__EXCERPTED RECORDS__.
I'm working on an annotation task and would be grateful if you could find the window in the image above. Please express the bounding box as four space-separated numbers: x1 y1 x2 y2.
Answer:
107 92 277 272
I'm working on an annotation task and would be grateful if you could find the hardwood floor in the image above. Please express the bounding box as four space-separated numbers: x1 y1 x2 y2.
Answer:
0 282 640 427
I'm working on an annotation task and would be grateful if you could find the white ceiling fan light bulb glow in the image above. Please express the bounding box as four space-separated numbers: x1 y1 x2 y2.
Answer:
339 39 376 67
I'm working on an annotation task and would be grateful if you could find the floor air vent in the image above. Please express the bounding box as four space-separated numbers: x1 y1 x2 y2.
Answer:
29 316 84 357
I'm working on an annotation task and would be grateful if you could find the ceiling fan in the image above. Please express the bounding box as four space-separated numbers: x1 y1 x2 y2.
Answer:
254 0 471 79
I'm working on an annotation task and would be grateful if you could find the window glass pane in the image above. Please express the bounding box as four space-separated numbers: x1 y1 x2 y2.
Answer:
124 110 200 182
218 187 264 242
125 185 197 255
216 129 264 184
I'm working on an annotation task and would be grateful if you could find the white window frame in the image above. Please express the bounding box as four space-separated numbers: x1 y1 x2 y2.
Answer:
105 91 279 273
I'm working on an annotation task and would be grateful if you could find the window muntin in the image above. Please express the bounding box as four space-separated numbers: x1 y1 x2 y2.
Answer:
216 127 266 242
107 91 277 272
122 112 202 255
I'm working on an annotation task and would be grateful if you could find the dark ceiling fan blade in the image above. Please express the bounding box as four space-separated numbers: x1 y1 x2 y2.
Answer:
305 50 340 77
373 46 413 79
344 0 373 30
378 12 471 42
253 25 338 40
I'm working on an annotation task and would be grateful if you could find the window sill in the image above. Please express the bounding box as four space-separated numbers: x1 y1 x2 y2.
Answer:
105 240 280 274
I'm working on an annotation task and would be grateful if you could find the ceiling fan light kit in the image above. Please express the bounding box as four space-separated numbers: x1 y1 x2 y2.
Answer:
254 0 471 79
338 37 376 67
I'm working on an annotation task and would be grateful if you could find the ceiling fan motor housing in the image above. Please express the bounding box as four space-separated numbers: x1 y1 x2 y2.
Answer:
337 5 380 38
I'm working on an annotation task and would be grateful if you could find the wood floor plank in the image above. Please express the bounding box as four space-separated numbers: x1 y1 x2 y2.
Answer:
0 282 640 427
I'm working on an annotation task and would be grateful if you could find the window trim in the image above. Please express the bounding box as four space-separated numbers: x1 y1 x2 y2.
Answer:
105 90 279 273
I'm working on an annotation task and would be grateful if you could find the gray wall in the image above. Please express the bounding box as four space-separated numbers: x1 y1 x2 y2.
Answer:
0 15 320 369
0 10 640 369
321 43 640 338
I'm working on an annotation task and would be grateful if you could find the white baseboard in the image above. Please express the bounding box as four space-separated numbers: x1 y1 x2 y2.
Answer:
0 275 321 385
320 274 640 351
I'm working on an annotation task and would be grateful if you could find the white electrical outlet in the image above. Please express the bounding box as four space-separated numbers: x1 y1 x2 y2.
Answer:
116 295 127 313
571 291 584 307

__WHAT IS ASKED__. Rewrite all the records above, putting "labeling project" wherever "annotation task" appears and keeping every other word the same.

__ANSWER FOR THE TASK__.
I'm working on an labeling project and would be grateful if you could find the window in the image above. Please express the bounding box as four space-separated numbers: x1 y1 x2 y2.
Answer:
107 92 277 272
I'm working on an labeling project and would be grateful if you could find the hardwood floor in the image above. Please express the bounding box as four space-separated numbers: x1 y1 x2 y2.
Answer:
0 282 640 427
I'm working on an labeling project and would be grateful if you could find the white ceiling fan light bulb glow in the image above. Please express the bounding box as four space-separated numbers: x1 y1 x2 y2.
Answer:
339 39 376 67
I'm working on an labeling project and would be grateful if you could find the floor air vent in the image above. Please express the bounding box as four space-separated numbers: x1 y1 x2 y2.
Answer:
29 316 84 357
I'm working on an labeling project and would be grateful if you could find the ceiling fan in the image above. Please express the bounding box as four space-separated numbers: x1 y1 x2 y2.
Answer:
254 0 471 79
I'm working on an labeling project and would be grateful if you could find the window glass pane in the image above. Please express the bounding box as four space-separated numbers: x1 y1 x2 y2.
Answer:
124 110 200 182
218 187 264 242
125 185 197 255
216 129 264 184
I'm working on an labeling project and would be grateful if you could find the white window frame in the image above. Please express the bounding box as four space-separated numbers: x1 y1 x2 y2.
Answer:
105 91 279 273
I'm working on an labeling project and would be grateful if you could find the window muntin in the image above. Please express the bounding box as four space-separated numbers: x1 y1 x2 y2.
Answer:
216 127 266 242
107 91 277 272
122 112 202 255
I'm working on an labeling project and would be grateful if you could find the dark ceiling fan blade in the image above. Please express the bounding box as four space-separated numbers: x1 y1 x2 y2.
Answer:
305 50 340 77
373 46 413 79
344 0 373 30
378 12 471 42
253 25 338 40
I'm working on an labeling project and would be grateful if you could find the window sill in the image above. Please express the bounding box as four space-separated numbers: x1 y1 x2 y2.
Answer:
105 240 280 274
I'm working on an labeling project and would be grateful if you could find the ceiling fan light kit in the image above. Please express the bounding box as four space-separated numbers: x1 y1 x2 y2.
Answer:
254 0 471 79
338 37 376 67
I'm working on an labeling project and would be grateful if you could find the ceiling fan motor housing in the image above. Please express the bounding box as four space-separated numbers: x1 y1 x2 y2.
Answer:
337 5 380 38
I'm working on an labeling project and would be grateful if you could find the wood floor plank in the image above. Please express the bounding box as four space-separated numbers: x1 y1 x2 y2.
Answer:
0 282 640 427
I'm working on an labeling project and would be grateful if you could find the window trim in the image above. Please express the bounding box as four space-separated numbers: x1 y1 x2 y2.
Answer:
105 90 279 273
I'm working on an labeling project and would be grateful if you could find the gray wall in the image above. Please express the bounding box as four space-separated numbers: x1 y1 x2 y2.
Answer:
0 15 320 369
0 10 640 369
321 43 640 338
I'm working on an labeling project and would be grateful if you could find the white baseboard in the image above. Please express the bounding box as four space-separated numbers: x1 y1 x2 y2.
Answer:
0 275 321 385
320 274 640 351
I'm working on an labeling project and would be grateful if you could find the white electrical outlet in the image above. Please express the bounding box as four space-separated numbers: x1 y1 x2 y2.
Answer:
116 295 127 313
571 291 584 307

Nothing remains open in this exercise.